» WORKING DATA
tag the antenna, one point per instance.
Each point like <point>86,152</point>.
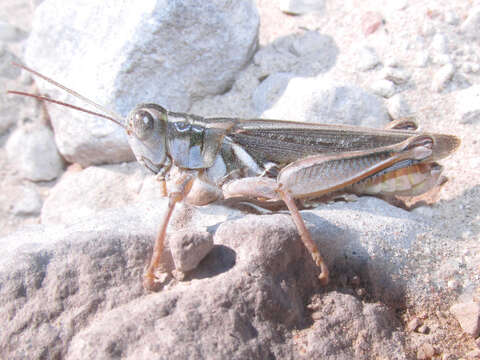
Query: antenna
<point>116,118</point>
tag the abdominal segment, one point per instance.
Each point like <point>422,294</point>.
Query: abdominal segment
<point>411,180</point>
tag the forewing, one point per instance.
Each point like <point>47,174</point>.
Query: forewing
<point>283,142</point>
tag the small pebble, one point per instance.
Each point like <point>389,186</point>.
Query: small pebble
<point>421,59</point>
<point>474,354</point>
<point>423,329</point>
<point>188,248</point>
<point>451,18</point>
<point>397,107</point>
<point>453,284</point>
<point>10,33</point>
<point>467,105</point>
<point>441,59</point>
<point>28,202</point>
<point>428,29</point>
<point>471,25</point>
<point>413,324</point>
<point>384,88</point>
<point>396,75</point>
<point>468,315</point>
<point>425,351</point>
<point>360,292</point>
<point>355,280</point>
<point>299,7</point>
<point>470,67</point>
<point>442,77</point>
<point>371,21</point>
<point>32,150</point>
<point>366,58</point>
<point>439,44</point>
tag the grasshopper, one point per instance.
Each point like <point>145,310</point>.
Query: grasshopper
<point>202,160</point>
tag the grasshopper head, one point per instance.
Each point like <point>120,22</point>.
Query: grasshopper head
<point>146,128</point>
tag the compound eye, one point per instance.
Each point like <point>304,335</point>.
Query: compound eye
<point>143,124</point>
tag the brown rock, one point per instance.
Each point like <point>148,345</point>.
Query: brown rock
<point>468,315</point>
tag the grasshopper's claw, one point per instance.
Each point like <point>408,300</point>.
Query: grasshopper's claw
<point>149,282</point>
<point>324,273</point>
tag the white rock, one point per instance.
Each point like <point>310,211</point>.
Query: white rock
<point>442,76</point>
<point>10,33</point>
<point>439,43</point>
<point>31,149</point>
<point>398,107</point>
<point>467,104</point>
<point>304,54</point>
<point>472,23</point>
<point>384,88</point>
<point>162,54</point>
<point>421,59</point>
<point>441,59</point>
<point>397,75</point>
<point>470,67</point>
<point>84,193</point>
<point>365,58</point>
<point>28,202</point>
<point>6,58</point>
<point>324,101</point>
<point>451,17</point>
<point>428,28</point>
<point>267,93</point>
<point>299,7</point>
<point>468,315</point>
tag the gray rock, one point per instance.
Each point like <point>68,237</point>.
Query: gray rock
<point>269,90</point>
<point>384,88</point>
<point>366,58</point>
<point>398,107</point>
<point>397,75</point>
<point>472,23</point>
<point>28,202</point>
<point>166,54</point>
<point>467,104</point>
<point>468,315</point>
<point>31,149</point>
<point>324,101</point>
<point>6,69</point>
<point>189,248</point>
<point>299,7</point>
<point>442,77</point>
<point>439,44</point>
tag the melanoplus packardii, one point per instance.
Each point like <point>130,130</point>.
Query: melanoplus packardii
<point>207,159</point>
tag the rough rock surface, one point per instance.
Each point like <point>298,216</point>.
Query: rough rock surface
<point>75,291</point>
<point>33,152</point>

» WORK ORDER
Nothing but the pictures may be dropped as you repeat the listing above exactly.

» TASK SOLUTION
tag the antenna, one point per instance.
Each point like <point>86,152</point>.
Query: antenna
<point>116,118</point>
tag the abdominal segment, one point per instance.
Each point like <point>422,294</point>.
Query: abdominal segment
<point>411,180</point>
tag the forewing, one point per instance.
Each point like <point>47,174</point>.
Query: forewing
<point>283,142</point>
tag the small pebble, one point per instance.
Each point like <point>389,186</point>.
Query: small pebble
<point>421,59</point>
<point>474,354</point>
<point>423,329</point>
<point>188,248</point>
<point>451,18</point>
<point>397,107</point>
<point>453,284</point>
<point>10,33</point>
<point>467,105</point>
<point>441,59</point>
<point>28,202</point>
<point>428,29</point>
<point>471,25</point>
<point>413,324</point>
<point>384,88</point>
<point>396,75</point>
<point>468,315</point>
<point>425,351</point>
<point>360,292</point>
<point>355,280</point>
<point>299,7</point>
<point>470,67</point>
<point>442,77</point>
<point>371,21</point>
<point>32,150</point>
<point>366,58</point>
<point>439,44</point>
tag the grasshopper, one point per instance.
Each point like <point>145,310</point>.
Query: grasshopper
<point>202,160</point>
tag the grasshopper head, one point per instance.
Each point like <point>120,22</point>.
Query: grasshopper head
<point>146,128</point>
tag the compound eye, one point per instance.
Each point like <point>304,335</point>.
Query: compound eye
<point>143,124</point>
tag the brown rock, one point per instance.
Each point like <point>148,345</point>.
Query: brown rock
<point>468,315</point>
tag the grasshopper's claw, one point per instance.
Each point like <point>408,300</point>.
Query: grasshopper's claw
<point>149,282</point>
<point>324,273</point>
tag the white rock, one point per instance.
Each point like <point>310,211</point>.
Query: white rock
<point>442,76</point>
<point>10,33</point>
<point>439,43</point>
<point>31,149</point>
<point>398,107</point>
<point>467,104</point>
<point>304,54</point>
<point>472,23</point>
<point>384,88</point>
<point>162,54</point>
<point>421,59</point>
<point>441,59</point>
<point>397,75</point>
<point>470,67</point>
<point>84,193</point>
<point>365,58</point>
<point>28,202</point>
<point>6,58</point>
<point>324,101</point>
<point>451,17</point>
<point>428,28</point>
<point>267,93</point>
<point>299,7</point>
<point>468,315</point>
tag the gray rock, one point per instance.
Each point like <point>68,237</point>.
Query: gray rock
<point>269,90</point>
<point>384,88</point>
<point>366,58</point>
<point>398,107</point>
<point>397,75</point>
<point>472,23</point>
<point>28,202</point>
<point>166,54</point>
<point>467,104</point>
<point>468,315</point>
<point>31,149</point>
<point>324,101</point>
<point>6,69</point>
<point>189,248</point>
<point>299,7</point>
<point>442,77</point>
<point>439,44</point>
tag the melanoplus packardii, one point per instance.
Each point like <point>130,130</point>.
Query: melanoplus packardii
<point>207,159</point>
tag the rough rock surface, one point per instance.
Each point like <point>298,216</point>.
Query: rough rock surface
<point>75,291</point>
<point>33,152</point>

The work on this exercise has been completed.